### Data listing
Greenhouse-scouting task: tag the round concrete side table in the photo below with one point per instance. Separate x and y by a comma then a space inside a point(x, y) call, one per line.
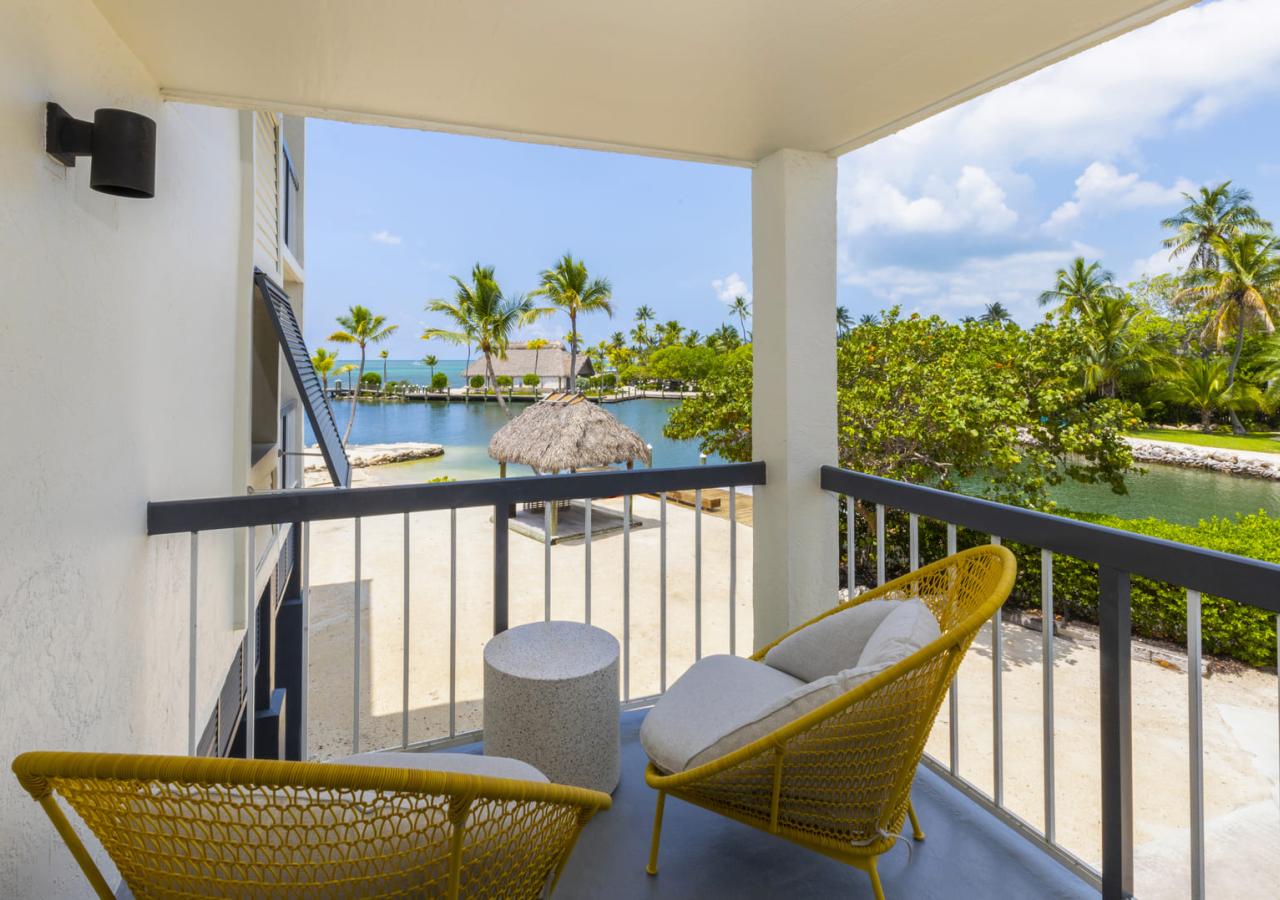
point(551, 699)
* * *
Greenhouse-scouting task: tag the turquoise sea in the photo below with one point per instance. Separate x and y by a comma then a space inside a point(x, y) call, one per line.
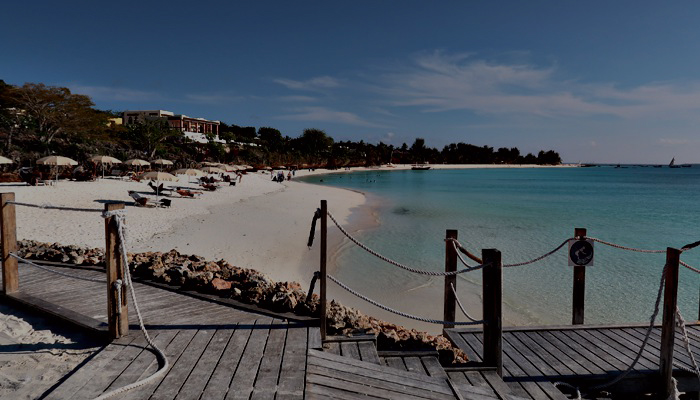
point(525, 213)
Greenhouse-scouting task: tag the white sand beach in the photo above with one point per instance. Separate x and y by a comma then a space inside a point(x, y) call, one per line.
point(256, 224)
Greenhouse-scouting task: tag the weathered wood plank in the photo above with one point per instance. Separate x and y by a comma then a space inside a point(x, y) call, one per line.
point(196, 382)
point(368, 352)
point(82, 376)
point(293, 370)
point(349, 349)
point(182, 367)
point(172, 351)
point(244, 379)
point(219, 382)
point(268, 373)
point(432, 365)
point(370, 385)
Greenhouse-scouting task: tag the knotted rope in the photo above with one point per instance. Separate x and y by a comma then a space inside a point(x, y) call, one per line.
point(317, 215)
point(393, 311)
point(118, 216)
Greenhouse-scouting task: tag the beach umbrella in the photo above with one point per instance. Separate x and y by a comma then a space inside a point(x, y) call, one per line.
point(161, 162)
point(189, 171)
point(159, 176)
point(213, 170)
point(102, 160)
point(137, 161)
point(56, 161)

### Exercise instructions
Repeat the part of the data that opens with the line containing "Greenhouse-scouting task: tag the knotted" and closes with the line containing "point(118, 216)", substituting "coiled rope" for "knotted rope" and leaving everything else the same.

### Result of this task
Greenhouse-scouting task: tag the coiled rope in the photo above with one point per instance. Separate x and y by a comma then a space inside a point(x, y) call, one per line.
point(317, 215)
point(393, 311)
point(118, 216)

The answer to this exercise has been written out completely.